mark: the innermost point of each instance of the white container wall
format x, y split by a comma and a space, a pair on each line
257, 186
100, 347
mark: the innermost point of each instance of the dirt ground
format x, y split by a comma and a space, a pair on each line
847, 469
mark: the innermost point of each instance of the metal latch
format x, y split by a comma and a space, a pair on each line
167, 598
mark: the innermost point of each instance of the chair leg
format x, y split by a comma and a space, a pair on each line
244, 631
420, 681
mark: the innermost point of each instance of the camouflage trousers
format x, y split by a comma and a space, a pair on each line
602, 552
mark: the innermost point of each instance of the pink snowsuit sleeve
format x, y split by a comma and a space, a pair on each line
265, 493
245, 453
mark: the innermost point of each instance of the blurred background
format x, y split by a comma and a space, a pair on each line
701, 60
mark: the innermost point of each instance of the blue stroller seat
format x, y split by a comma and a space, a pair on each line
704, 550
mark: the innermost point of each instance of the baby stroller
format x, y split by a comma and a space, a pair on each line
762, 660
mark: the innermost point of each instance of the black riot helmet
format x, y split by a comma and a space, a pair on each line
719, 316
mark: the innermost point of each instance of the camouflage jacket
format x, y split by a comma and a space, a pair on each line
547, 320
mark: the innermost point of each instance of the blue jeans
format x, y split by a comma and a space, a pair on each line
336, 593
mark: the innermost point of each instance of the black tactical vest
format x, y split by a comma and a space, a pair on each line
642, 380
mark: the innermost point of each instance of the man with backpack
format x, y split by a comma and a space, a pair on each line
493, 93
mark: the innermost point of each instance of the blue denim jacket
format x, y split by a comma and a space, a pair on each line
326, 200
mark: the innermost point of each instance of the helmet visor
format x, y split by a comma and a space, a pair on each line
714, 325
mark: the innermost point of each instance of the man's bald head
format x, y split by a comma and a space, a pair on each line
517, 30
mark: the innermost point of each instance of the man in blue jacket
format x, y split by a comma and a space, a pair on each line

┄┄┄┄┄┄┄┄┄┄

Repeat the whole listing above word for word, from the first line to the last.

mark: the innermost point of each instance of the white container wall
format x, y split by a comma and a space, a pair on each line
257, 186
100, 347
mark: the innermost point of each instance of the dirt ground
format x, y split by a comma and a space, a pair on each line
847, 469
mark: the innermost point of each instance of the metal latch
format x, y split by a comma and a space, a pair on each line
167, 598
mark: the innermost point of each instance of the chair leg
format x, y split by a comma and a space, a pair on each line
244, 631
420, 681
mark: the innermost point of each instance of the camouflage trousers
format x, y split by a comma and a space, a pair on each line
602, 552
mark: the innermost point of each instance of the pink snowsuit sleeve
format x, y split by a comma and a space, a pair on each line
265, 493
245, 453
mark: the innermost point of each instance of the blurred background
format x, y split by a comma and a space, a pair on each line
701, 60
mark: the innermost point of each instance of the blue stroller seat
format x, y split by a comma and a space, a pair on each line
704, 550
mark: the innermost point of each instance of the baby stroller
format x, y split by a comma and a space, a pair on each line
762, 660
mark: the innermost point of each instance of the black riot helmet
format x, y split by a comma and a space, a pair on each line
719, 316
mark: the innermost point of each instance of the camouflage jacket
format x, y split by a comma and a space, a pair on each line
547, 320
mark: the innermost point of each instance of the blue jeans
format x, y split by a comma and a space, a pair on each line
336, 593
mark: the innermost point of each instance of the black tactical vest
format x, y split by a comma and a space, a pair on each line
642, 380
mark: the innermost point of each instance of the man with backpack
format x, y split by a comma and a space, a pair on each line
493, 93
mark: the innermost point of each instance of the blue denim jacket
format x, y split by a comma and a space, a pair on each line
326, 200
mark: the innermost point of each instance of the helmet visor
format x, y split by a comma and a space, a pair on each line
714, 325
mark: the innermost point of each instance of the man's bald head
format x, y split by a comma and a space, a pair on each line
517, 30
mark: the innermost point of each instance of the man in blue jacket
format x, y split by a comma and a space, a pair on each line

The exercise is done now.